TASK MATERIAL:
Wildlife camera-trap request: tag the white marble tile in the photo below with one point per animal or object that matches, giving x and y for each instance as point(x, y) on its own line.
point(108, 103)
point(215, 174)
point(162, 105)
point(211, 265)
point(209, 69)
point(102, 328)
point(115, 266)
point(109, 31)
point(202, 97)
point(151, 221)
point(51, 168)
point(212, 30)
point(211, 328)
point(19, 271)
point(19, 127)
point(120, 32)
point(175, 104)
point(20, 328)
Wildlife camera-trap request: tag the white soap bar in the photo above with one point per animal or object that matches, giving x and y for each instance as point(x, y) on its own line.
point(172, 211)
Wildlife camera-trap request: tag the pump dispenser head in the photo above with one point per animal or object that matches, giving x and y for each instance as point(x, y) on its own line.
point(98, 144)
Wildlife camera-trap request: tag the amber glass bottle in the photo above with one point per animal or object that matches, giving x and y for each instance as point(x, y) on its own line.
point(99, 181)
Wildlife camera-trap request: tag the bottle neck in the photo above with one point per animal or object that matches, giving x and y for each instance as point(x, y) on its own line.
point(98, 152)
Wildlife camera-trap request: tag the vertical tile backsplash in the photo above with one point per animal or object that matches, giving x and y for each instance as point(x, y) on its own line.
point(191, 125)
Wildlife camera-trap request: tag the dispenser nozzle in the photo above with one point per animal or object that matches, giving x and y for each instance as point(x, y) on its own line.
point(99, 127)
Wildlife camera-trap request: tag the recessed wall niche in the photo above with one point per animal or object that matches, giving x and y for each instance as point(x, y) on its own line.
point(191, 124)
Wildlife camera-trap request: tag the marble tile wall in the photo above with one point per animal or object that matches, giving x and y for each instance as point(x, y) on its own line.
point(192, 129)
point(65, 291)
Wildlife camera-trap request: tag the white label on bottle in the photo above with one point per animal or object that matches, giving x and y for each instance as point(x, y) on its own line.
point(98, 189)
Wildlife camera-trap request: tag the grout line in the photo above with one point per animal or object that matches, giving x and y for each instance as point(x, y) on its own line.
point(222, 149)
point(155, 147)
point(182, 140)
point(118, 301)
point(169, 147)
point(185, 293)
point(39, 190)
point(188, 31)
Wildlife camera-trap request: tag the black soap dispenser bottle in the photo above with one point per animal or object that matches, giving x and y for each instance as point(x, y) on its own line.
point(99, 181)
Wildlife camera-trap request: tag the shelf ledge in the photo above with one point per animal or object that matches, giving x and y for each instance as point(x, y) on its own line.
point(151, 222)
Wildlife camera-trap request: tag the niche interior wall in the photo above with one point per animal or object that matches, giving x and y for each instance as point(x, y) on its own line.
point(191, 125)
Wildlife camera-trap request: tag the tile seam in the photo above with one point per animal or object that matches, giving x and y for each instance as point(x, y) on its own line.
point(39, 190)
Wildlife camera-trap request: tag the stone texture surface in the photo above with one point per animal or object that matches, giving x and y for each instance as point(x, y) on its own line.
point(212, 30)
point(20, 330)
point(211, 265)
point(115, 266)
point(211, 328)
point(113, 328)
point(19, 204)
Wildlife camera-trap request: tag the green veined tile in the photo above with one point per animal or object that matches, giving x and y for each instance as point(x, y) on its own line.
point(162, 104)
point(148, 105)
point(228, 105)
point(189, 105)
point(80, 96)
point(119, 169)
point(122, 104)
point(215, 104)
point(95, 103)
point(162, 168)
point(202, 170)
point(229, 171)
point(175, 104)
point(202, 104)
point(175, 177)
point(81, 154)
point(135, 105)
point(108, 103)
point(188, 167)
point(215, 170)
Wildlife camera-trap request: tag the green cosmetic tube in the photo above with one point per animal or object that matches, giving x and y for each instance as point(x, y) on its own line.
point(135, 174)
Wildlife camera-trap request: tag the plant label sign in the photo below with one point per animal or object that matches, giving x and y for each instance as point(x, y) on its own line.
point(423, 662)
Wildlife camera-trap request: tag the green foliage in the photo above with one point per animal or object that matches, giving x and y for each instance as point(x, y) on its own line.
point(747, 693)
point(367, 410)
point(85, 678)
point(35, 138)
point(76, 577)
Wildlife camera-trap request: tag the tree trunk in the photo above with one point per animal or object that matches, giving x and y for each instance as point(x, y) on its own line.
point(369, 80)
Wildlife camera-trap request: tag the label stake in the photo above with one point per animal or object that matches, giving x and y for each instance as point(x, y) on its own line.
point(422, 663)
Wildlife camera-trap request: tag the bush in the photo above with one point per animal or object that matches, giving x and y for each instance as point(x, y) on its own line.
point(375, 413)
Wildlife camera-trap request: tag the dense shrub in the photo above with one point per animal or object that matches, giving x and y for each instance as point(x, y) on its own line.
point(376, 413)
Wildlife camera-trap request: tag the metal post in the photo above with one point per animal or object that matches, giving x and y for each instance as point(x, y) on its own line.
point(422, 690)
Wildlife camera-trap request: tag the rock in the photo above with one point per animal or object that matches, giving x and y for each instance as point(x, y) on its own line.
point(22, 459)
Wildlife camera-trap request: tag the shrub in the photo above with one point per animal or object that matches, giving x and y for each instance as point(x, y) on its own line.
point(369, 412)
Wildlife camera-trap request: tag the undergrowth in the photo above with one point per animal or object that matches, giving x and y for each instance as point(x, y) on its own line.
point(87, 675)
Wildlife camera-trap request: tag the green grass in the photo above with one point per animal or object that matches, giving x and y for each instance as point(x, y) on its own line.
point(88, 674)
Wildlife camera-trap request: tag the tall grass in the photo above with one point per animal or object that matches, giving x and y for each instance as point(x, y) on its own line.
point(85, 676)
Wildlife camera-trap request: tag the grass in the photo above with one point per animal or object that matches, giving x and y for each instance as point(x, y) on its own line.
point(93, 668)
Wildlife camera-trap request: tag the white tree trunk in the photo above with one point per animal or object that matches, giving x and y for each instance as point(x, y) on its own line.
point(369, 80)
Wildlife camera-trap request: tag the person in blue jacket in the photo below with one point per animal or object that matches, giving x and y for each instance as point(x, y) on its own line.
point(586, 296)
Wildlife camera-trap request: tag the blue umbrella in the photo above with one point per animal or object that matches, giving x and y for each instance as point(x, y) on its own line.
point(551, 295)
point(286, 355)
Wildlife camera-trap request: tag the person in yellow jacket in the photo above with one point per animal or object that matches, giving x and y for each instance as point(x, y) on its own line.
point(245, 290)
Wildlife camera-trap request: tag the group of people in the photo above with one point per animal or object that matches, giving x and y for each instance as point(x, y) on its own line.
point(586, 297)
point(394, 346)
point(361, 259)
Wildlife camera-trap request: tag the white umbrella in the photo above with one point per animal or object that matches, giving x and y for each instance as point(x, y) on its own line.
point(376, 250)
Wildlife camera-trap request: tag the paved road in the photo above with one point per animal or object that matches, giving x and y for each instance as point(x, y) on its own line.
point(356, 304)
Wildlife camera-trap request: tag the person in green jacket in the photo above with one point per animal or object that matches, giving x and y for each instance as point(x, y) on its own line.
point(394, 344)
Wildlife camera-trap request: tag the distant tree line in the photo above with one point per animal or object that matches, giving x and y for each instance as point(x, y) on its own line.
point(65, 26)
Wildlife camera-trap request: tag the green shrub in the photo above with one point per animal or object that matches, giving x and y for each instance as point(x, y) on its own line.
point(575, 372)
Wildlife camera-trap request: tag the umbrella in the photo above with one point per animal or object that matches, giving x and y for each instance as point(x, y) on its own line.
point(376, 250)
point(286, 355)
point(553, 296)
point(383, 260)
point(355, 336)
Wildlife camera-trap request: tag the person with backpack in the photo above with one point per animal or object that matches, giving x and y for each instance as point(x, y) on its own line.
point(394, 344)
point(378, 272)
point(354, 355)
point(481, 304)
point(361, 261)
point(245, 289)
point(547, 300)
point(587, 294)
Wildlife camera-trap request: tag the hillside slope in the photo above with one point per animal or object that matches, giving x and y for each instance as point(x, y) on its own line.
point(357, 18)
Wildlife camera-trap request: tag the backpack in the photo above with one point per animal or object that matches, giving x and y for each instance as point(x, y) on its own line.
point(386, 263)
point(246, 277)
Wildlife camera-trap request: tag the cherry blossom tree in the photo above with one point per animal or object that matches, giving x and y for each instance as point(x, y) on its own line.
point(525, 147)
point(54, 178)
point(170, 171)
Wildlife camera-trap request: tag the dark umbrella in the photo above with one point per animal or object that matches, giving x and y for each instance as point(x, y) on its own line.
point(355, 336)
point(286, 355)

GIVEN TASK: Begin at the line of the material above that contains "Wildlife camera-trap request: tag the distant" and stop after the line that contains "point(246, 277)". Write out every line in that span again, shifting each x and y coordinate in the answers up by 81.

RESPONSE TO THIS EXERCISE:
Wildlife camera-trap request: tag the distant tree line in the photo above with one point per animal or object that matches, giving x and y for each instance as point(x, y) on its own line.
point(146, 107)
Wildlife camera-trap request: tag the green shrub in the photo above with one point per animal or object that matches, giving x and y for each instance as point(x, y) on its own line.
point(656, 453)
Wildlife camera-trap request: tag the umbrella in the photo above with one point per animal or object that matches, giving x and y for each instance as point(x, y) on its own line.
point(457, 331)
point(367, 436)
point(634, 377)
point(464, 341)
point(436, 417)
Wildlife camera-trap request: tag the person with backpack in the photo above with one point per animal or object that matches, giving x and y for each instance as point(x, y) on its own line.
point(475, 425)
point(459, 353)
point(435, 436)
point(562, 385)
point(442, 342)
point(326, 370)
point(628, 381)
point(668, 375)
Wildlife camera-trap request: tag the hillside slope in the photo above with one point per animal or object that matches, giving x and y for each instance as point(x, y) on its own line.
point(438, 99)
Wildlife camera-trap request: tag the backpack in the photo above with one point per animal or object that matches, giving x and y for each instance as point(x, y) on its own line.
point(467, 344)
point(327, 358)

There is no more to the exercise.